§ **TASK STATEMENT**
Please copy the data from the line with "is the wooden" up to and including the line with "[223,413,300,450]", requests and all, and raise every bounding box coordinate by 114.

=== DATA ROWS ===

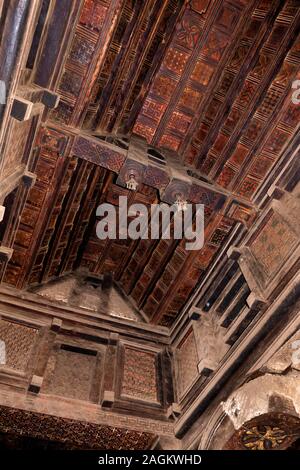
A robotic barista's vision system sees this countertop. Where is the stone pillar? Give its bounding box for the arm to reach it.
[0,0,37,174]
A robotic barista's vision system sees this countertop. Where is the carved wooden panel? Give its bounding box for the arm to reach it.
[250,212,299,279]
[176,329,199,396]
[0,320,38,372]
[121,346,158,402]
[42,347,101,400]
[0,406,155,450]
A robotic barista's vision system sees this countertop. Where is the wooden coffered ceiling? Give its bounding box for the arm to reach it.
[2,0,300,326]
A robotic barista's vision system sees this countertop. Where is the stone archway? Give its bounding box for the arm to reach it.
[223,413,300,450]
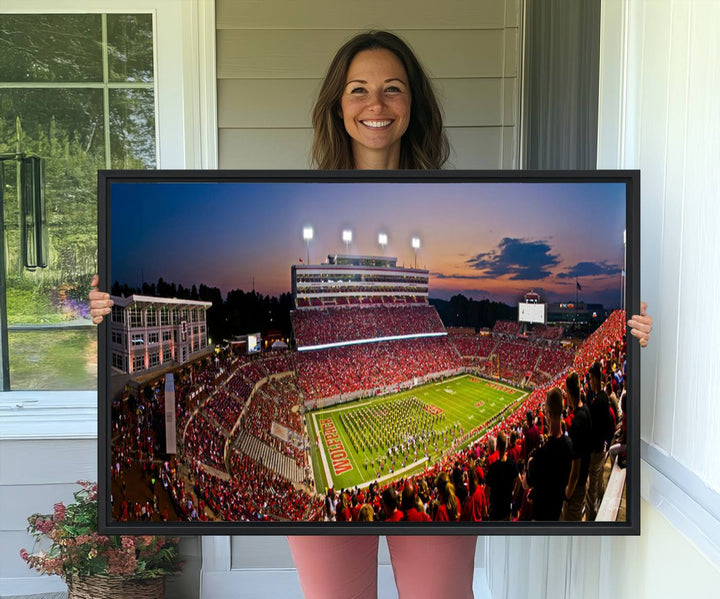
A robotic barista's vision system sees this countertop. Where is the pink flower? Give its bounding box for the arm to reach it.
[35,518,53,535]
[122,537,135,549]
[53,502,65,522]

===
=== DATA ROWS ===

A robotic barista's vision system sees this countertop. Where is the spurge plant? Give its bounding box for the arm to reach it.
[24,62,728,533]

===

§ **ANSWER TO THIS EXERCISE**
A robotic barista's vision system sees this countertop. Where is the wooden coffered ceiling? Give its bounding box for the arm to reach it.
[116,114,414,440]
A robotic barista's vision system sees this countertop. Where is the stone archway? Give its bounding box for the arm to reach it.
[337,527,414,564]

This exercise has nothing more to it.